_ENUNCIADO 1_
Indique se cada afirmação concorda com o texto, respondendo sim ou não e citando as palavras decisivas: (a) Spínola acreditou de imediato que o grupo tinha estado no 'Granadero'. (b) Do 'Granadero' foi retirado o tripé de uma metralhadora. (c) O alferes ferido na zona de Morés foi atingido por estilhaços de uma bailarina.

_TEXTO PARA LEITURA_
*****
Numa das operações que fiz qundo estive em Bissá, fomos dar com o 'Granadero', que parece que, depois do desastre, nunca mais ninguém se tinha aproximado dela, mesmo nós já tinhamos sido corrido várias vezes daquela zona.

Quando foi comunicado ao Spínola que tínhamos estado no 'Granadero', ele chamou-nos mentirosos, porque nunca ninguém se tinha aproximado do local. Voltámos lá e então arrancamos o tripé de uma metralhadora, salvo erro uma Breda ou MG3 [, uma Breda], assim como parte do limpa-vidros da viatura, que ainda estava cromado. Foi a única maneira do Spínola acreditar. Se quiseres perguntar no blogue se alguém conhece esta história, estás à vontade.

Um abraço,
Rodrigues

2. Comentário do co-editor vb:

A primeira referência que tenho de Morés, talvez em Abril ou Maio de 65, ouvi-a do Ten Coronel F. Cavaleiro, Comandante do BCAV  490, então com base em Farim. Ouvi-o dizer, numa manhã, que tinha havido um grande ronco, uma Companhia  do BART 733 (salvo erro, comandado pelo TenCor. Glória Alves), tinha dado com uma arrecadação de material na zona de Morés. E baixas nossas, alguém perguntou. Apenas uma, um alferes apanhou uns estilhaços de uma bailarina, nada de muito grave, parece.

Mais tarde, um ou dois meses depois, encontrei em Bissau, na 5ª rep (o Bento), o tal alferes. Tratava-se do Fernandes, não me consigo lembrar de mais nenhum nome. Contou-me o que se tinha passado e, displicente, ainda tirava, em plena esplanada, pequeninos bocados dos braços e das pernas. Só não tirava dos intestinos (tiraram-lhe um pedaço) e do pénis, que ele, púdico, não mostrava em público.
*****
_ENUNCIADO 2_
Reescreva todas as linhas dos registos, incluindo os pedidos, e ajuste em -34 cada número das coordenadas dos pontos dadas nas respostas.

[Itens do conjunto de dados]
*****
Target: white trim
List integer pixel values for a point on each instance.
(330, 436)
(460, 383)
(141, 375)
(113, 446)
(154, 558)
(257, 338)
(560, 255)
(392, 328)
*****
_RESOLUÇÃO 1_
(a) Não: «ele chamou-nos mentirosos». (b) Sim: «arrancamos o tripé de uma metralhadora». (c) Sim: «um alferes apanhou uns estilhaços de uma bailarina».

_RESOLUÇÃO 2_
Target: white trim
List integer pixel values for a point on each instance.
(296, 402)
(426, 349)
(107, 341)
(79, 412)
(120, 524)
(223, 304)
(526, 221)
(358, 294)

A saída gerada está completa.